____ VORLIEGENDER TEXT

Nun könnte man wohl viele Menschen finden, die gerade dieses dreifache „ich weiß“ und das einfache „ich glaube daran“ als „dumm“ bezeichnen. Und doch kommen wir gerade mit diesem „Dummsein“ in die Tiefe und nähern uns auch in diesem Märchen dem Happy-End: Was bedeutet „mit der Kröte ringen“? Hier könnte man an einen Ringkampf der Liebe im gegenseitigen Erkennen von Geist und Natur denken, ein Hochzeitstanz, zwei Hochzeitsringe und vielleicht sogar eine Hochzeitsnacht. Man könnte auch von Selbsterkenntnis als Ring der Ganzheit sprechen. Denn die Kröte wird oft symbolisch für ein weibliches Wesen der Mutter Natur verwendet, während der Frosch mehr an ein männliches Wesen des Geistes erinnert, das wir auch vom „Froschkönig“ kennen. So verwandelt sich dann auch die häßliche Kröte in ein schönes Mädchen, was uns an die Seele der Natur erinnert, die der Geist in der inneren Welt durch seinen treuen Dienst erkannt und gewonnen hat. Damit erkennen und vereinen sich Geist und Seele im Menschen wieder, und das innere Königreich wird gleichzeitig zu einem äußeren, weil auch Geist und Natur wieder vereint sind, und der trennende Ego-Verstand seine äußerliche Herrschaft verloren hat. Denn nun herrscht wieder die ganzheitliche Vernunft über den Verstand, der jetzt ganz spontan bzw. intuitiv erscheint, wenn er in der äußeren Welt gebraucht wird, wie ein Werkzeug, das man bei Bedarf ergreift und nicht ständig mit sich herumtragen muß. Auf diese Weise kann der dumme Hans nicht nur „gescheit“ werden, sondern sogar zu einem heiligen Johannes, und „geht zum Vater und erbt sein Reich“, was uns sogar an das göttliche Königreich der ganzen Schöpfung erinnern kann.

________

[AUFGABE] Nenne alle Wörter und Wendungen, die im Text über das Märchen in Anführungszeichen stehen. Die Liste wird hierfür nicht gebraucht.

____ AUSGELESENE DATEN

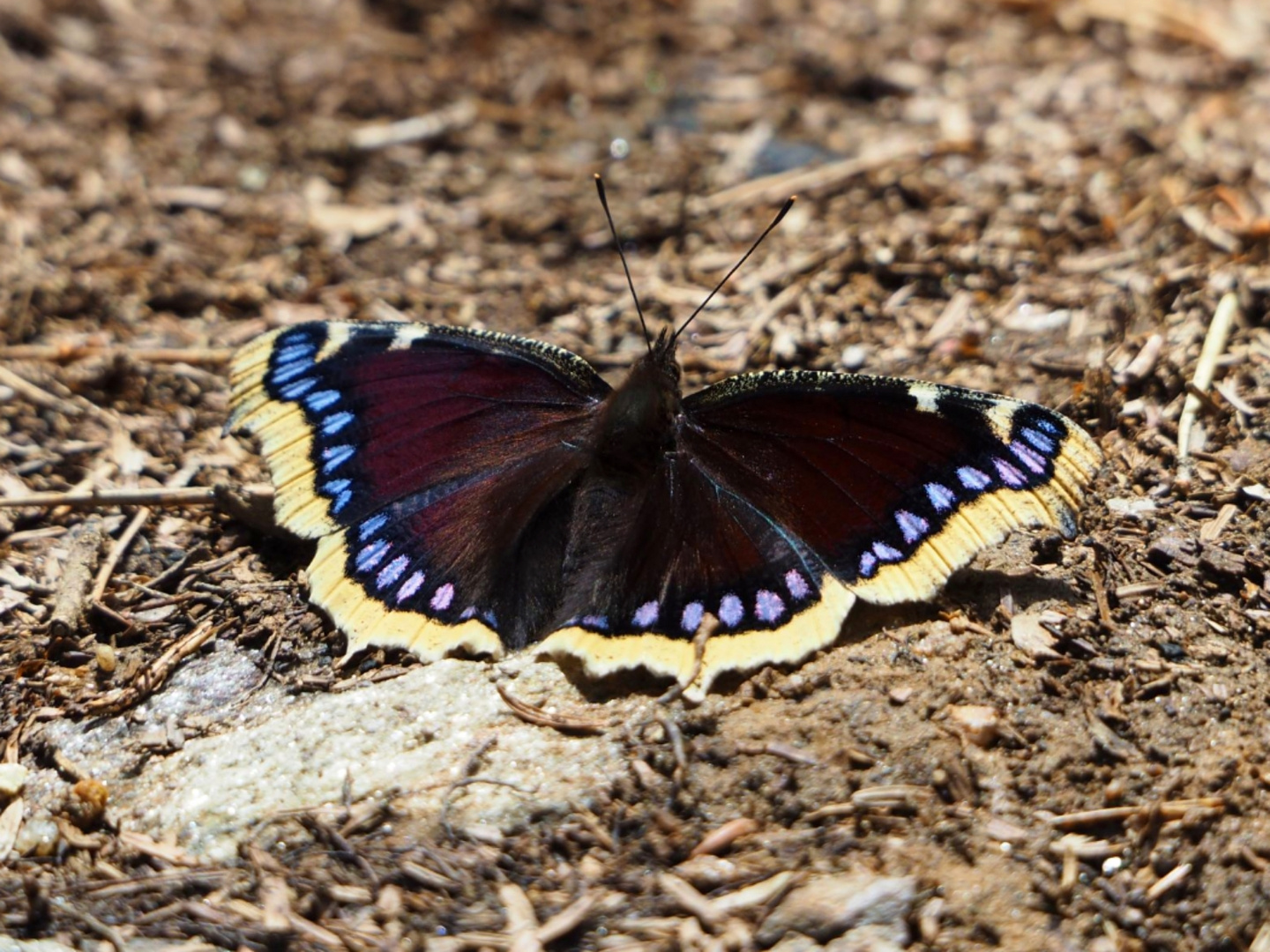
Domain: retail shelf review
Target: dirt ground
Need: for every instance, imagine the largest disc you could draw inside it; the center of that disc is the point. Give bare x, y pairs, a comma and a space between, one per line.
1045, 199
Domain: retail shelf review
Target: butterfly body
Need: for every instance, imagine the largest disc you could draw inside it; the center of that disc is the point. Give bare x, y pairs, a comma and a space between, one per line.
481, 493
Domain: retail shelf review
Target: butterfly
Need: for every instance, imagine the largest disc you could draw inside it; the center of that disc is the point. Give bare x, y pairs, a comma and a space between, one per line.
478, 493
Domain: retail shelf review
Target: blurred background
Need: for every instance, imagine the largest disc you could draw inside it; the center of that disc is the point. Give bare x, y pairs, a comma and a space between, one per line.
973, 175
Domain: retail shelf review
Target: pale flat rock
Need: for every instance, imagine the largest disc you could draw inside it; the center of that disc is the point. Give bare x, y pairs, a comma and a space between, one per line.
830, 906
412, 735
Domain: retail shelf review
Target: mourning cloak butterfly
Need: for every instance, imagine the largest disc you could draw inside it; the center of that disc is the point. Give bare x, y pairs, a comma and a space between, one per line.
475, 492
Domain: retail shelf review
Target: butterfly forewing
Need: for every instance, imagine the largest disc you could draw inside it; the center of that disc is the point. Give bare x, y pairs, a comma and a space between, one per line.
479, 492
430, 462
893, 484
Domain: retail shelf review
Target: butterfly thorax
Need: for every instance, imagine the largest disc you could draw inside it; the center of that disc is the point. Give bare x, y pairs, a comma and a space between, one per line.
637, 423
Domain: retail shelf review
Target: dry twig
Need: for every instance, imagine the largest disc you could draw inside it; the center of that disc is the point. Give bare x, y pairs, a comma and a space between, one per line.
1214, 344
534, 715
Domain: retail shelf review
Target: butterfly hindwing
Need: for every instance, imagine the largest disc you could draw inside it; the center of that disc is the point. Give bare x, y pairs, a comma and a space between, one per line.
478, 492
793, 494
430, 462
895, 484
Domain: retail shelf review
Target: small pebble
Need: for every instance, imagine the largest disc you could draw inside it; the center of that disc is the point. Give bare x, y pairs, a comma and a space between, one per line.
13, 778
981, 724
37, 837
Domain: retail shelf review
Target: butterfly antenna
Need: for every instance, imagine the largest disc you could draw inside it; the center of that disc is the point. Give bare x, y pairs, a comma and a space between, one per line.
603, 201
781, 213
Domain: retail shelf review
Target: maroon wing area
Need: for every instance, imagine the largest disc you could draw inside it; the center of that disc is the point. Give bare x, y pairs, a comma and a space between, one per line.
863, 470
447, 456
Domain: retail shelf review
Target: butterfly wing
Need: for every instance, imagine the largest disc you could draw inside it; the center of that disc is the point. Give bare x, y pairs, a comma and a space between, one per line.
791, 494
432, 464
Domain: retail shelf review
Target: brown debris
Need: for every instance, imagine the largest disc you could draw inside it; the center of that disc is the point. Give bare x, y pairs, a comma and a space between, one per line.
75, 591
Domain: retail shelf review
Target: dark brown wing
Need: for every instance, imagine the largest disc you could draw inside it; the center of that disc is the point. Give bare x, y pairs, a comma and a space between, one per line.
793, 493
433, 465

________

[LÖSUNG]
- „ich weiß“
- „ich glaube daran“
- „dumm“
- „Dummsein“
- „mit der Kröte ringen“
- „Froschkönig“
- „gescheit“
- „geht zum Vater und erbt sein Reich“